## Extracted material

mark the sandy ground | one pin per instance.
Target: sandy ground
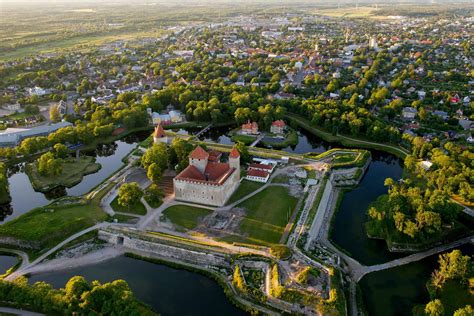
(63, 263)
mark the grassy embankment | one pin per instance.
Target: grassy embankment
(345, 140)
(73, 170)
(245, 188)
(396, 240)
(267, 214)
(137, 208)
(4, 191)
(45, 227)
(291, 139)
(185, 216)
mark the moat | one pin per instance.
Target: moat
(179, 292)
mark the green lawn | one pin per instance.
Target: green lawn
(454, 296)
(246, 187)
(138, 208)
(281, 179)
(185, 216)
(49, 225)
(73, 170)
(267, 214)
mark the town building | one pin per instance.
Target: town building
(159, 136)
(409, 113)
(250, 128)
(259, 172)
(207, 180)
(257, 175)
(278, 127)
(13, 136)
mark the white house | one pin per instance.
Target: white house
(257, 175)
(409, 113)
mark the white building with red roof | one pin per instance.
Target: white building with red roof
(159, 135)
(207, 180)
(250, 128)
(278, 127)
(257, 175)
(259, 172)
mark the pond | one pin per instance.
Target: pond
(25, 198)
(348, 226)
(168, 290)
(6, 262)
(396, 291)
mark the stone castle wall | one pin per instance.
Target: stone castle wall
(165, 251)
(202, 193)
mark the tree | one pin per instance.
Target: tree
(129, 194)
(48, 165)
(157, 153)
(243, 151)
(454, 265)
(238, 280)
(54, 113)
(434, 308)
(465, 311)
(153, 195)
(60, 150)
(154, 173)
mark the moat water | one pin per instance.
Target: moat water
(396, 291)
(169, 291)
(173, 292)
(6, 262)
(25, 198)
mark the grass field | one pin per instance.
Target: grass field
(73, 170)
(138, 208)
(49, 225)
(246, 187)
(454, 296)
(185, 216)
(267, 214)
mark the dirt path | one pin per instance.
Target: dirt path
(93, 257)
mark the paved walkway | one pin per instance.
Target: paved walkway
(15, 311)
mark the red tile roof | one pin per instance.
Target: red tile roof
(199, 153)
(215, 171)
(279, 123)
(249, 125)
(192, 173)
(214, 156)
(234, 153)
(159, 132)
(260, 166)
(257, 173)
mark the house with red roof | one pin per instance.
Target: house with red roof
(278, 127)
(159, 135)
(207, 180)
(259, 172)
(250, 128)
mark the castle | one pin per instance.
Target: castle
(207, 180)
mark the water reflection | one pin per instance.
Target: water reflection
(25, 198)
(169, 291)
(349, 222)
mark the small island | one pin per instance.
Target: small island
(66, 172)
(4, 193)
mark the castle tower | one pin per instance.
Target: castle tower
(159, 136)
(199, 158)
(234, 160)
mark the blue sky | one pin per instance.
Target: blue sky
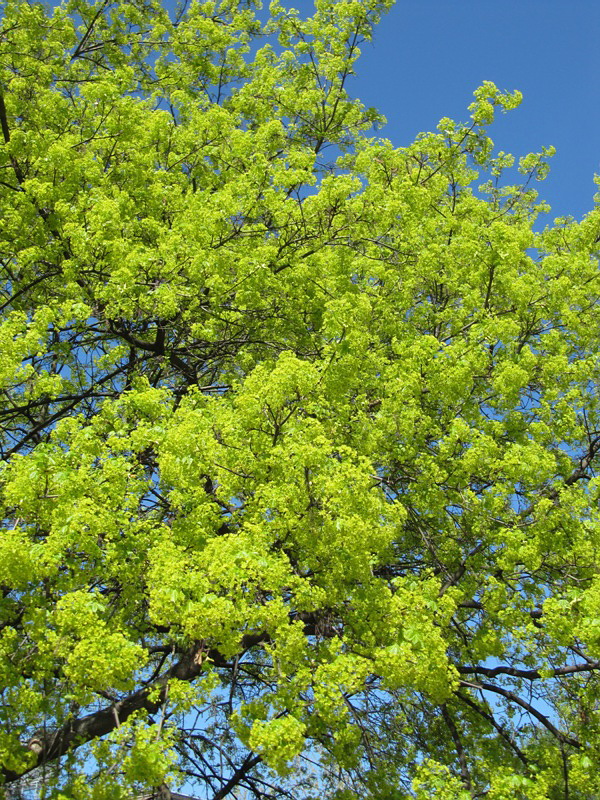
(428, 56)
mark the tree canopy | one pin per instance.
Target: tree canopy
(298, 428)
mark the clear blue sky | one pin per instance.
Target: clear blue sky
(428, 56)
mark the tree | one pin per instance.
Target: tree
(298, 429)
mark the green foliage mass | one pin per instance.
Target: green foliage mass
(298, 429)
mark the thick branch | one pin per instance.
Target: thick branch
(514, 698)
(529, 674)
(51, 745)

## Problem to solve
Output the listing above in full, exactly. No images.

## Result of the exercise
mark the sandy ground | one pin per instance.
Target: sandy ground
(63, 263)
mark the grassy embankment | one pin per instance.
Target: grassy embankment
(345, 140)
(73, 170)
(245, 188)
(396, 240)
(267, 214)
(137, 208)
(4, 191)
(45, 227)
(291, 139)
(185, 216)
mark the moat | one pin per instance.
Target: moat
(179, 292)
mark the green lawn | one pin per instance.
Target: green lawn
(454, 296)
(246, 187)
(138, 208)
(281, 179)
(185, 216)
(49, 225)
(73, 170)
(267, 214)
mark the town building | one pin per instance.
Target: town building
(159, 136)
(409, 113)
(250, 128)
(259, 172)
(207, 180)
(257, 175)
(278, 127)
(13, 136)
mark the white house | one pin per instance.
Target: white house
(257, 175)
(409, 113)
mark the white building with red roof | one pin per instance.
Target: white building with red roof
(159, 135)
(207, 180)
(250, 128)
(278, 127)
(257, 175)
(259, 172)
mark the pond | one pin per instance.
Target: pond
(25, 198)
(348, 226)
(168, 290)
(6, 262)
(396, 291)
mark the stone castle wall | one pin per instance.
Target: stone castle wall
(165, 251)
(202, 193)
mark the tree | one pin per instance.
Target: tree
(129, 194)
(48, 165)
(157, 153)
(243, 151)
(454, 265)
(238, 280)
(54, 113)
(434, 308)
(465, 311)
(153, 195)
(60, 150)
(154, 173)
mark the moat water | one pin per instance.
Target: moat water
(396, 291)
(169, 291)
(173, 292)
(6, 262)
(25, 198)
mark the grass field | one pin per instance.
Target: grass field
(73, 170)
(138, 208)
(49, 225)
(246, 187)
(454, 296)
(185, 216)
(267, 214)
mark the dirt path | one pin per instance.
Target: dirt path
(93, 257)
mark the paved walkway | one pin per instance.
Target: paved walkway
(15, 311)
mark the red tile roof | one pin per instance.
Target: red tile roof
(199, 153)
(215, 171)
(279, 123)
(249, 125)
(192, 173)
(214, 156)
(234, 153)
(159, 132)
(260, 166)
(257, 173)
mark the house with red roof | one pin per instance.
Target: house with red roof
(278, 127)
(159, 135)
(207, 180)
(259, 172)
(250, 128)
mark the castle | one pin per instance.
Target: castle
(207, 180)
mark the water reflection | one pin per instance.
Target: water reflection
(25, 198)
(169, 291)
(349, 222)
mark the small island | one pin per instance.
Target: small island
(66, 172)
(4, 193)
mark the castle tower | one pin per instance.
Target: castle tower
(159, 136)
(199, 158)
(234, 160)
mark the blue sky | one pin per instance.
Target: blue sky
(428, 56)
mark the tree canopy | one pin per instance.
Target: tree canopy
(298, 428)
mark the clear blue sky | one pin per instance.
Target: clear blue sky
(428, 56)
mark the tree | one pin per instance.
Target: tree
(298, 429)
mark the green foliage mass | one pin per instance.
Target: green foliage mass
(298, 429)
mark the thick branch | one pin per instance.
Target: thick branch
(514, 698)
(529, 674)
(51, 745)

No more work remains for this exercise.